TASK ITEM – An exact copy of the listing below is required.

THE INPUT –

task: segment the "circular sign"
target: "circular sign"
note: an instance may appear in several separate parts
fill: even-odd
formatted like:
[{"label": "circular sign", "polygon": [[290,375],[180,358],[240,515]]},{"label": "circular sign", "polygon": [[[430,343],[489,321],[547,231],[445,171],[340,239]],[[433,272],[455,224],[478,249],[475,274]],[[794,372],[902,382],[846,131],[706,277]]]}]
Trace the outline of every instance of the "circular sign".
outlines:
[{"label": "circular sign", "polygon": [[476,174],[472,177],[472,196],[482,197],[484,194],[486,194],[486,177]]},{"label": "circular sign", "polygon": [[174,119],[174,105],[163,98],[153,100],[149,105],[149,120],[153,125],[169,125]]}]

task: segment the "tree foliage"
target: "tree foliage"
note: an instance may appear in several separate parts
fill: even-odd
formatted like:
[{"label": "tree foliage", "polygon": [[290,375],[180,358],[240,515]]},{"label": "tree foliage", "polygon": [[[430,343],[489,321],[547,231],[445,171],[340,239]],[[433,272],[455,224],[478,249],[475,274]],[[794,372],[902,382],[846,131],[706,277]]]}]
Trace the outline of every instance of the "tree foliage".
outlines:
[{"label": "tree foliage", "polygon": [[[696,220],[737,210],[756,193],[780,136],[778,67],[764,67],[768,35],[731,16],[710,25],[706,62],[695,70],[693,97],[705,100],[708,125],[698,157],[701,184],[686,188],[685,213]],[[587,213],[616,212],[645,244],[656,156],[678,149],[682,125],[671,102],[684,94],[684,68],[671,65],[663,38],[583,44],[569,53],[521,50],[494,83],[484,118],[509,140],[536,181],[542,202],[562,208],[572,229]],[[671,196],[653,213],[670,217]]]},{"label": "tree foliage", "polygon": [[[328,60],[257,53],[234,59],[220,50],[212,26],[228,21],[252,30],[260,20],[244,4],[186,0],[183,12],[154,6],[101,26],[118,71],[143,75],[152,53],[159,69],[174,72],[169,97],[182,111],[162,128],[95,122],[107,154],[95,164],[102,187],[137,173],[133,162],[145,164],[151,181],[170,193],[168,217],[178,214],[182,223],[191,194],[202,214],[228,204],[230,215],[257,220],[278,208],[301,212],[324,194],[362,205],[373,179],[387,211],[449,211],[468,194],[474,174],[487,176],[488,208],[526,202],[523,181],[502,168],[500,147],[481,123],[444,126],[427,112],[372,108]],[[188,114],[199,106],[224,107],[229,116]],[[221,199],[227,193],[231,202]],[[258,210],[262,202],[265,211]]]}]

OUTPUT FOR THIS EXERCISE –
task: segment the "circular sign"
target: "circular sign"
note: an instance may appear in several separate parts
fill: even-odd
formatted like:
[{"label": "circular sign", "polygon": [[290,375],[180,358],[240,515]]},{"label": "circular sign", "polygon": [[[430,343],[489,321],[547,231],[445,171],[340,239]],[[433,272],[455,224],[478,249],[475,274]],[[794,372],[902,382],[846,131],[706,277]]]}]
Trace the outline of every instance of the "circular sign".
outlines:
[{"label": "circular sign", "polygon": [[476,174],[472,177],[472,196],[482,197],[484,194],[486,194],[486,177]]},{"label": "circular sign", "polygon": [[174,119],[174,105],[163,98],[153,100],[149,105],[149,120],[153,125],[169,125]]}]

task: segment the "tree foliage"
target: "tree foliage"
note: an instance may appear in several separate parts
fill: even-odd
formatted like:
[{"label": "tree foliage", "polygon": [[290,375],[180,358],[240,515]]},{"label": "tree foliage", "polygon": [[[430,343],[489,321],[547,231],[445,171],[340,239]],[[433,272],[455,224],[478,249],[475,274]],[[794,372],[902,382],[846,131],[706,277]]]}]
Trace the outline of every instance of the "tree foliage".
outlines:
[{"label": "tree foliage", "polygon": [[[696,220],[737,210],[756,193],[780,136],[778,67],[764,67],[768,35],[731,16],[710,25],[706,62],[695,70],[693,97],[705,100],[708,125],[698,157],[701,184],[686,188],[685,213]],[[587,213],[616,212],[645,244],[656,156],[678,149],[682,125],[671,102],[684,94],[684,68],[671,65],[663,38],[583,44],[569,53],[521,50],[494,83],[484,118],[509,140],[536,181],[542,202],[562,208],[572,229]],[[671,196],[653,213],[670,217]]]},{"label": "tree foliage", "polygon": [[[328,60],[257,53],[234,59],[220,50],[212,26],[228,21],[252,30],[260,20],[244,4],[186,0],[183,12],[154,6],[101,26],[118,71],[143,75],[152,53],[159,69],[174,72],[169,97],[182,111],[162,128],[95,122],[107,154],[95,164],[102,187],[137,173],[133,162],[145,164],[151,181],[170,193],[168,217],[178,214],[182,223],[191,194],[202,214],[228,204],[230,215],[257,220],[278,208],[301,212],[324,194],[362,205],[373,179],[387,211],[449,211],[468,194],[474,174],[487,176],[488,208],[526,202],[523,181],[502,168],[500,147],[481,123],[444,126],[427,112],[372,108]],[[188,114],[199,106],[224,107],[229,116]],[[221,199],[227,193],[231,202]],[[258,210],[262,202],[265,211]]]}]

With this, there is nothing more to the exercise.